TASK PROMPT:
Decide whether each statement below agrees with the interview excerpt that follows. For each one, answer yes or no and quote the deciding words of the excerpt.
1. Only one of Huygens' two communications channels was turned on.
2. When Rosiek arrived in 1998, map sheets were no longer emphasized.
3. In the 80s, the gaming industry was pushing digital processing and computer graphics work.

··· SOURCE DOCUMENT

For Huygens, the bad part about that is, one channel didn't turn on, and so they didn't get all the images back. Because the way the spacecraft was set up, to get the data back, they had two communications channels. And one of the channels didn't get turned on for whatever technical glitch that happened, whether it was a software programming error or what. So we didn't get all the images back, but we got some. And so, as it came down, the spacecraft was rotating, and so the cameras were clicking. And it was supposed to collect three types of images, low-resolution, medium-resolution, and high-resolution. And as it came down, the resolution would increase, too. And so, we got some images, but we had to piece them together. And Annie and Randy did most of that work, and I just helped out a little with that.

Hargitai:

And is there any map sheet output from that project, or that's just a scientific paper that resulted?

Rosiek:

Yeah, I believe it was just that we produced small, little sets of data. But there was nothing to do a map sheet with.

Hargitai:

Because…

Rosiek:

It wasn't big enough. And it was mainly, "What sort of topography information do we have?" And after a while, it gets away from having a map sheet, which everybody's used to. And now, it's more digital data, and it doesn't matter. It's just, put it into the computer, and we can manipulate it and use it with other data.

Hargitai:

Can you identify when this transition happened.

Rosiek:

I came here in 1998. And so, there was still this emphasis on map sheets. Before I came here, there was an atlas of the solar system they did, and it took a lot of time and a lot of effort to do that. And now, that seems that putting together, like, a book of an atlas or putting together a map sheet and having a map series isn't as useful because it's all on the computer now. And it's like having the digital data and having that properly annotated is what's needed. If you look for the United States, USGS puts out a product that's digital for the entire United States.

Hargitai:

So it happened in parallel with terrestrial mapping change, it also changed to digital?

Rosiek:

Yeah. Because it's like, as technology changes, everyone has to go along. Technology's pushed forward by different groups. And so, like, in the 80s, the gaming industry was really pushing digital processing and computer graphics work, and then everyone else could take advantage of that as that moved along. And so, as cameras went from film to digital, Kodak sort of went away because they didn't keep up with it, even though they have enough patents to.

······
··· DATA SUPPLIED

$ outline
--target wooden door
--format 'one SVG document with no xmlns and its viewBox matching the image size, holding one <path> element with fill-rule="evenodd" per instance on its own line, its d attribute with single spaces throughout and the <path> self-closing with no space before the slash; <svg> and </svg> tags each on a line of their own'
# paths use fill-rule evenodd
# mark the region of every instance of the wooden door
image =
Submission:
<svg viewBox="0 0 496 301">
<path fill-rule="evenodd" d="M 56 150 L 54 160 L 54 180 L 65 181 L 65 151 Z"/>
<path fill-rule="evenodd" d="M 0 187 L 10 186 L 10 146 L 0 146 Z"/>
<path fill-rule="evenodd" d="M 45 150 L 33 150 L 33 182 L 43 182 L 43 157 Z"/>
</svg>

······

RESULT FOR THIS TASK:
1. Yes: "one of the channels didn't get turned on"
2. No: "I came here in 1998. And so, there was still this emphasis on map sheets."
3. Yes: "in the 80s, the gaming industry was really pushing digital processing and computer graphics work"